Texte fourni:
————

Cet article date de plus de douze ans.

Matthias Huss, glaciologue: l’Europe va-t-elle manquer d’eau en été ?

Une étude de l'Agence de l'eau Rhône-Méditerranée fait état d'une augmentation de la température du Rhône depuis les années 70. Alors que les débats sur le gaz de schiste, source de CO2, refont surface en France et en Europe, le réchauffement du climat est déjà une réalité dans les Alpes. Les glaciologues constatent une réduction importante des surfaces de glace dans le château d'eau de l'Europe.
Article rédigé par Pierre Magnan
France Télévisions
Publié Mis à jour
Temps de lecture : 4min
Manifestation contre le réchauffement sur le glacier d'Aletsch, le plus grand d' Europe (Fabrice Coffrini/AFP)

Le Pô, le Rhin, le Rhône et le Danube bénéficient en été d'eau provenant de la fonte estivale des glaciers européens. Mais si les glaciers disparaissent... Or, pour le glaciologue suisse Matthias Huss, les glaciers européens vont perdre 90% de leur volume sur les cent prochaines années, au risque de changer l'hydrologie des grands fleuves européens.

Matthias Huss est glaciologue à l’Université de Fribourg, en Suisse. Il est parti de son expérience de terrain sur les glaciers et de ses modélisations pour analyser les conséquences de ce processus, important non seulement pour les vallées alpines, mais aussi pour toute l’Europe. Notamment au niveau de ces fleuves.

La fonte des glaciers est-elle une réalité ?
C’est un fait. On étudie les glaciers depuis plus de cent ans et on constate ce recul. Il est continu, à l’exception d’un refroidissement dans les années 1970-1980. Plus grave, on observe une accélération de ce phénomène sur les trente dernières années. Cela va de plus en plus vite (en images, le recul du glacier du Rhône).

Il faut noter aussi que les glaciers réagissent très lentement : il leur faut dix ans pour enregistrer les modifications climatiques. C’est pourquoi la baisse n’est pas encore très importante. On ne devrait voir les premières vraies conséquences que vers 2030-2040.

En 2100, il ne resterait plus que 10% de la surface de glaciers qui existe aujourd’hui en Europe, selon la moyenne des modèles qui existent. Or, le volume d’eau contenu dans les glaciers européens représente la masse gigantesque de 100 km3 d’eau.

Certes, au sommet des glaciers, le volume de glace reste le même, mais ce sont les bas des glaciers qui disparaissent. Ainsi, la langue du plus grand glacier d’Europe, celui d’Aletsch, pourrait disparaître.

Le glacier des Bossons en France (JACQUES Pierre/HEMIS/AFP)

Quelles conséquences au niveau de l’eau ?

————

Données fournies:
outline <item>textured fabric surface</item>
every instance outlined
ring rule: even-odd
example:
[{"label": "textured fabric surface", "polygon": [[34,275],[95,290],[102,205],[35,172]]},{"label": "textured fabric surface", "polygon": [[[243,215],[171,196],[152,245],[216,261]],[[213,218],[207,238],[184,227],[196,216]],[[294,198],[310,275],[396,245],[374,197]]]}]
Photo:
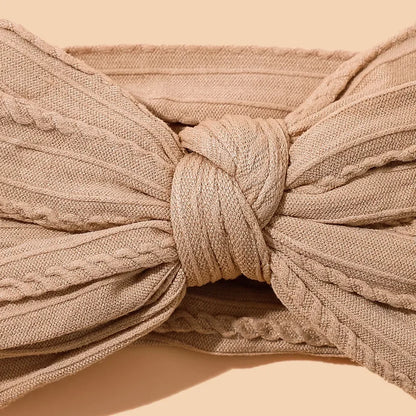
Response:
[{"label": "textured fabric surface", "polygon": [[1,21],[0,68],[0,406],[132,343],[416,397],[416,27],[63,50]]}]

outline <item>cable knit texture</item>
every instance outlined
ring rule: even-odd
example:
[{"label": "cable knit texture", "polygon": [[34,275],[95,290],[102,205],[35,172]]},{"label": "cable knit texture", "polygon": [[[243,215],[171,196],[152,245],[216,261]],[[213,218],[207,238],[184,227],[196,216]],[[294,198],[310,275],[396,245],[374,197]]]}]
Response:
[{"label": "cable knit texture", "polygon": [[416,27],[64,51],[0,21],[0,67],[0,406],[135,342],[416,397]]}]

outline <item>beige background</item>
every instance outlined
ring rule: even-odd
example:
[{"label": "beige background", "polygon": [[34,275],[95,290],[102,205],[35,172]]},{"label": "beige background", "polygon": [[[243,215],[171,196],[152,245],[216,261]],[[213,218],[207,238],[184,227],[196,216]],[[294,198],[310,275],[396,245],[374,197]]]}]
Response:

————

Tâche demandée:
Pour chacune des affirmations suivantes, dites par oui ou par non si elle concorde avec l'article sur la fonte des glaciers, et citez mot pour mot les termes de l'article qui tranchent.
(a) Le recul des glaciers s'est accéléré au cours des trente dernières années.
(b) Les glaciers enregistrent les modifications climatiques en un an.
(c) Matthias Huss est glaciologue à l'Université de Genève.

Résultat final:
(a) Oui : « Plus grave, on observe une accélération de ce phénomène sur les trente dernières années. »
(b) Non : « il leur faut dix ans pour enregistrer les modifications climatiques »
(c) Non : « Matthias Huss est glaciologue à l’Université de Fribourg, en Suisse. »